> [Problem a]:
Identify every line in the rows that contains the word "front", and copy each one.

> [Supplied passage]:
>> Start
I am Italian.
That means many things, not the least of which is that I am very picky about tomato sauce.
My love for Italian food has a deep-rooted history in a young lifetime of Sunday dinners. Sauce was to my family's table, as common as bread might be to another's. It's frequent performance however, made it no less spectacular or appreciated.
Over the years, I have made the acquaintance of many women who share my love for cooking. Not surprisingly, our conversations always turn to the topic of food.
Recently, while comparing personal reviews of local Italian restaurants with a co-worker, I was shocked to find out two things:
A) She favors the glass-jar variety of tomato sauce over all others (!).
B) (And most shocking) She is 100% Italian.
For a moment my brain simply refused to process this information.
In one split-second (the short time it takes to turn spaghetti
from al dente to glue), she had broken every rule I was raised to believe about Italians and food.
After further interrogation however, I discovered that this sauce (imitation by my standards) was her sauce. It was part of her history, the taste of her tradition, and the standard by which she compared all other sauces.
We were like-minded in this regard. We both compared every sauce to one particular sauce.
I have a black-belt in dining out and I can tell you, it is a rare occurrence for a restaurant entree of spaghetti and meatballs to receive my nod of approval. It is for this very reason that I rarely, if ever, make this simple standard my entree of choice. When it comes to good Italian fare, in my opinion, the sauce is boss. The meal is only as good as the sauce that covers it.
Make no mistake however, I don't pretend to be a qualified food critic, and quite frankly, my unbiased love for most foods (including but not limited to the cuisines of: home cooks, gourmands, street vendors, ball-parks, carnivals, shopping-mall-food-courts, and the occasional middle-school cafeteria) renders me totally incapable of making such evaluations.
>> End
Dataset excerpt
>> Start
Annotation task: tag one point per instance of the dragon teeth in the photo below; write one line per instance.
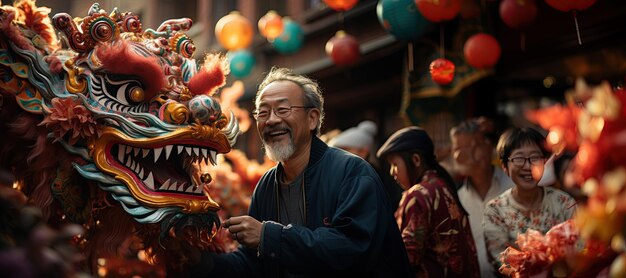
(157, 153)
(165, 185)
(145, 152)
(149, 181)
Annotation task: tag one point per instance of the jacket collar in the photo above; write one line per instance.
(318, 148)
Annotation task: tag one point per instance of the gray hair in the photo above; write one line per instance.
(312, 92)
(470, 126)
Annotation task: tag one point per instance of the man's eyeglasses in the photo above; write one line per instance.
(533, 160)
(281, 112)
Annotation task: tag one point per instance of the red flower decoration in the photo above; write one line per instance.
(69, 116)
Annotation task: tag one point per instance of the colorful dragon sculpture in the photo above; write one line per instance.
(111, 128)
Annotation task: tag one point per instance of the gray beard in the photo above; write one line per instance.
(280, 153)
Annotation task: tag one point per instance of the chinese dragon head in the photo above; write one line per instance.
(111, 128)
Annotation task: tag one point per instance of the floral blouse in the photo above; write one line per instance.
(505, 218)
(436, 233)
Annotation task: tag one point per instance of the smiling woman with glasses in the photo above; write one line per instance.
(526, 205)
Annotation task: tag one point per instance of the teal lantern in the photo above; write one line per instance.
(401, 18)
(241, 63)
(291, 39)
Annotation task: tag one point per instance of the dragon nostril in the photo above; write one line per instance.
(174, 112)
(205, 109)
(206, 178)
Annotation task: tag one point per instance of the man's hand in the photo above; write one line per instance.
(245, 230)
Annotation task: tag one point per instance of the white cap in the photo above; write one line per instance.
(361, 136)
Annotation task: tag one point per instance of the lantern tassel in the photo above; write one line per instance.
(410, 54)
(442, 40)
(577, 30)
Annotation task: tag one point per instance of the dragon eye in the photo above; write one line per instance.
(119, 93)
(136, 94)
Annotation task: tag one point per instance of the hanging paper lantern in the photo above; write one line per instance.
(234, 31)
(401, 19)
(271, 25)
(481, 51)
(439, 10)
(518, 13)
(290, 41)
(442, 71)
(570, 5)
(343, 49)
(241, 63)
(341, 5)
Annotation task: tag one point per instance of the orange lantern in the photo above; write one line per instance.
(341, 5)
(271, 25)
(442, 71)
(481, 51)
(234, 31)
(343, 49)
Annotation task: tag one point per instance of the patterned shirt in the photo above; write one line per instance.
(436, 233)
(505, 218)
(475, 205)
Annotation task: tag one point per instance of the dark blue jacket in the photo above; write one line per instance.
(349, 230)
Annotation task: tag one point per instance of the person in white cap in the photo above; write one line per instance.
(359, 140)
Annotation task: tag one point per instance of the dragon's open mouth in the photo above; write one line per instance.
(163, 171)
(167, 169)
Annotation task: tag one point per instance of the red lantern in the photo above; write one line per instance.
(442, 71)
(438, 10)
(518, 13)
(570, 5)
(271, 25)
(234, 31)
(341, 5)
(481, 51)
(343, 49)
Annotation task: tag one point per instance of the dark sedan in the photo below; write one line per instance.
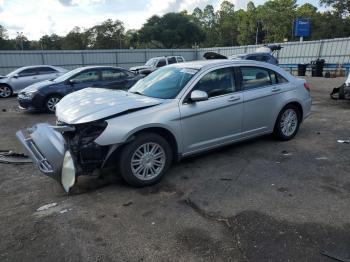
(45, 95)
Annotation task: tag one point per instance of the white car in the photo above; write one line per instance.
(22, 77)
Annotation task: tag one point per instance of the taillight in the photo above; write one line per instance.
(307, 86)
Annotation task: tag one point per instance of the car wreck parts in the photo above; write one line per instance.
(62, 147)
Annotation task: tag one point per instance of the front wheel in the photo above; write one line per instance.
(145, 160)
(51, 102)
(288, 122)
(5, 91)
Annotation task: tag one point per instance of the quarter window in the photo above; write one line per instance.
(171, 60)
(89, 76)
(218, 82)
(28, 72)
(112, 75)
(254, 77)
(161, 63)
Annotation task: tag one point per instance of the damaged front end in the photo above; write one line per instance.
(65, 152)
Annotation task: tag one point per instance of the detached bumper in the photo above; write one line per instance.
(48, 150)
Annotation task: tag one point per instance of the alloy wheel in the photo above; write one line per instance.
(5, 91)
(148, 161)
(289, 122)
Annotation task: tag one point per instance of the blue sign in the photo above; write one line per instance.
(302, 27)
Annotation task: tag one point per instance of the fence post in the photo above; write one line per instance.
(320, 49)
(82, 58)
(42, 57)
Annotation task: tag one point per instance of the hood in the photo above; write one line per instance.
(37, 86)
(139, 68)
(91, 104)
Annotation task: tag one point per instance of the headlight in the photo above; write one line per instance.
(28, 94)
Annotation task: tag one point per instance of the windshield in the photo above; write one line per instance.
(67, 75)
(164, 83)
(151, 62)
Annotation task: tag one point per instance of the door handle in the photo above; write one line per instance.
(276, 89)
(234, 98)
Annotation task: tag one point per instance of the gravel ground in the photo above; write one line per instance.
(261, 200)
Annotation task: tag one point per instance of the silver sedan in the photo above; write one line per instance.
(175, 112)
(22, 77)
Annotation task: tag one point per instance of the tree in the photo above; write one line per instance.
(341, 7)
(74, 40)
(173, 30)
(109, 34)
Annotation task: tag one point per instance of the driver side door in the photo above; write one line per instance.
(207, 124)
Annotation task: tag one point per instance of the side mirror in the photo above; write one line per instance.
>> End
> [Problem b]:
Copy the passage about tomato sauce word for word, everything from "My love for Italian" down to "process this information.".

> [Complete response a]:
Annotation task: tag one point per instance of the front wheel in the photo above; write one line per instance.
Annotation task: tag one point per instance of the damaged front end in the photo above; write one line per instance.

> [Complete response b]:
My love for Italian food has a deep-rooted history in a young lifetime of Sunday dinners. Sauce was to my family's table, as common as bread might be to another's. It's frequent performance however, made it no less spectacular or appreciated.
Over the years, I have made the acquaintance of many women who share my love for cooking. Not surprisingly, our conversations always turn to the topic of food.
Recently, while comparing personal reviews of local Italian restaurants with a co-worker, I was shocked to find out two things:
A) She favors the glass-jar variety of tomato sauce over all others (!).
B) (And most shocking) She is 100% Italian.
For a moment my brain simply refused to process this information.